→ Your goal:
Arrange all of the entries below as a two-column CSV with the columns entry_text and answer, one row per entry. Put each entry's text and its answer in a single quoted field, and replace any line breaks with spaces.

[Stored items]
[start]

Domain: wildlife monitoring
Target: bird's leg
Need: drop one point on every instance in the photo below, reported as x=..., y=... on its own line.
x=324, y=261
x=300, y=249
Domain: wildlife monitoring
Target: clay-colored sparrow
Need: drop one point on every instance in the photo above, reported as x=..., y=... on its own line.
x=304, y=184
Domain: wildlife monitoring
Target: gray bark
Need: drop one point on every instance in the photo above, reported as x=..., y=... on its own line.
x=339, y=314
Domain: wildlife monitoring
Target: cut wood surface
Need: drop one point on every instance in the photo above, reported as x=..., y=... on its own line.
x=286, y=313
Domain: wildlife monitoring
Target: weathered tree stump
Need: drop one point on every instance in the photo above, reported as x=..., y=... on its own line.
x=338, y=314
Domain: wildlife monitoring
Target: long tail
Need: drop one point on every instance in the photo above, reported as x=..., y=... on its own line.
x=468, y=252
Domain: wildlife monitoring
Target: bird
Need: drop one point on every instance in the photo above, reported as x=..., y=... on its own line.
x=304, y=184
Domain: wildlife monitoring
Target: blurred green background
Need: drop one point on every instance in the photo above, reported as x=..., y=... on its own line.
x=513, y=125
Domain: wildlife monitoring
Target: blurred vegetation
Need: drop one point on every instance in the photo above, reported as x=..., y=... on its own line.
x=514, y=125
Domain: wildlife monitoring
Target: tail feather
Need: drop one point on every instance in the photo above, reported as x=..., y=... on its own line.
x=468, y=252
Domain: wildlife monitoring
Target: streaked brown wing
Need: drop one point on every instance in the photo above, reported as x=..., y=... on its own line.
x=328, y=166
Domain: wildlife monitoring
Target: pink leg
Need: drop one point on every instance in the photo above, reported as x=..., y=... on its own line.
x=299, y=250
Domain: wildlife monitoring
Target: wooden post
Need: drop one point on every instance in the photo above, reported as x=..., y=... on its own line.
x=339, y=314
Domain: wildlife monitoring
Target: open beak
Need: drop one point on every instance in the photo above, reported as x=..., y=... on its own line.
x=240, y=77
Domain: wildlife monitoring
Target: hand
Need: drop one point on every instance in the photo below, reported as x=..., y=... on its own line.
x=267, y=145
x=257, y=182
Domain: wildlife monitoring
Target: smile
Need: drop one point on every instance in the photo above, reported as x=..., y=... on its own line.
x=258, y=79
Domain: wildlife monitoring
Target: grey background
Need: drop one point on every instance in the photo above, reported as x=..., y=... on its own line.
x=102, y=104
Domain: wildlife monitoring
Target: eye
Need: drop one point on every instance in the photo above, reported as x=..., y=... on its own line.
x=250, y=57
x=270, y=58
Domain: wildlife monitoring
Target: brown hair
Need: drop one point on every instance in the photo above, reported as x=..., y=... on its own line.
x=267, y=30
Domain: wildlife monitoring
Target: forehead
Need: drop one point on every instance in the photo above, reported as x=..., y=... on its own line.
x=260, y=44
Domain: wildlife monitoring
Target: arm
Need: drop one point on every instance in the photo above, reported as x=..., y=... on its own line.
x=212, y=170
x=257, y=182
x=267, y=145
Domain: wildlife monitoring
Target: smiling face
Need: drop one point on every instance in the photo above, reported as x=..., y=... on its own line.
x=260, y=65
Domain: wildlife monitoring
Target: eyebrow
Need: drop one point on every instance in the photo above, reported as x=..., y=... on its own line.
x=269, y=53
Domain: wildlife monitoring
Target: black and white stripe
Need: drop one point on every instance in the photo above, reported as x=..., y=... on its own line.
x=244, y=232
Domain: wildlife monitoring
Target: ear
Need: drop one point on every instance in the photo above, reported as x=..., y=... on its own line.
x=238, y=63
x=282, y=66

[end]

→ The result:
entry_text,answer
"Domain: wildlife monitoring Target: bird's leg Need: drop one point on every instance in the photo below, reported as x=..., y=... on its own line.","x=324, y=261 x=300, y=249"
"Domain: wildlife monitoring Target: clay-colored sparrow Need: drop one point on every instance in the photo above, reported as x=..., y=... on its own line.","x=304, y=184"
"Domain: wildlife monitoring Target: gray bark Need: drop one point on every instance in the photo above, reported as x=..., y=... on its own line.","x=339, y=314"
"Domain: wildlife monitoring Target: cut wood surface Need: drop one point on every instance in the photo above, reported as x=..., y=... on its own line.","x=286, y=313"
"Domain: wildlife monitoring Target: weathered tree stump Need: drop one point on every instance in the photo above, reported as x=..., y=... on its own line.","x=338, y=314"
"Domain: wildlife monitoring Target: long tail Need: drop one point on every instance in the photo above, reported as x=..., y=... on its own line.","x=468, y=252"
"Domain: wildlife monitoring Target: bird Need: drop one point on every instance in the photo above, reported as x=..., y=... on its own line.","x=304, y=184"
"Domain: wildlife monitoring Target: blurred green background Need: drop one point on every instance in the photo above, reported as x=..., y=... on its own line.","x=513, y=125"
"Domain: wildlife monitoring Target: blurred vegetation Need: drop one point on every instance in the photo above, reported as x=..., y=... on its own line.","x=514, y=125"
"Domain: wildlife monitoring Target: tail feather Need: drop one point on every instance in the photo above, reported as x=..., y=... on its own line.","x=468, y=252"
"Domain: wildlife monitoring Target: streaked brown wing Need: drop one point on every instance in the photo above, reported as x=..., y=... on its own line.","x=328, y=166"
"Domain: wildlife monitoring Target: pink leg Need: drop one point on every instance in the photo above, reported as x=..., y=... on its own line.","x=299, y=250"
"Domain: wildlife monitoring Target: wooden post Need: drop one point on every instance in the photo above, reported as x=..., y=... on its own line.","x=339, y=314"
"Domain: wildlife monitoring Target: open beak Need: drop one point on every instance in the photo above, reported as x=..., y=... on its own line.","x=240, y=77"
"Domain: wildlife monitoring Target: hand Need: drop one point on every instance in the photo below, reported as x=..., y=... on its own line.","x=267, y=145 x=257, y=182"
"Domain: wildlife monitoring Target: smile Need: drop one point on every instance in the photo above, reported as x=..., y=... on its own line.","x=258, y=79"
"Domain: wildlife monitoring Target: grey background Need: drop one point on every instance in the photo above, reported as x=..., y=... on its own line.","x=102, y=104"
"Domain: wildlife monitoring Target: eye Need: drop one point on every instance in the photo above, reported as x=..., y=... on its own line.","x=250, y=57 x=270, y=58"
"Domain: wildlife monitoring Target: brown hair Need: drop one point on every instance in the photo above, reported as x=..., y=... on its own line.","x=267, y=30"
"Domain: wildlife monitoring Target: forehead Need: drop one point on every instance in the photo above, reported as x=..., y=... on its own line.","x=260, y=44"
"Domain: wildlife monitoring Target: arm Need: drop one point on every instance in the photo above, reported as x=..., y=... on its own line.","x=212, y=170 x=257, y=182 x=267, y=145"
"Domain: wildlife monitoring Target: smiling face Need: drop one point on every instance in the photo above, reported as x=..., y=... on its own line.","x=260, y=65"
"Domain: wildlife monitoring Target: eyebrow Need: drop one point on every instance in the photo above, reported as x=..., y=... on its own line.","x=269, y=53"
"Domain: wildlife monitoring Target: black and white stripe Need: drop one point on every instance in the photo above, reported as x=..., y=... on its own line.","x=244, y=232"
"Domain: wildlife monitoring Target: ear Need: drop one point on every instance in the photo above, reported as x=..., y=... on its own line.","x=238, y=63 x=282, y=66"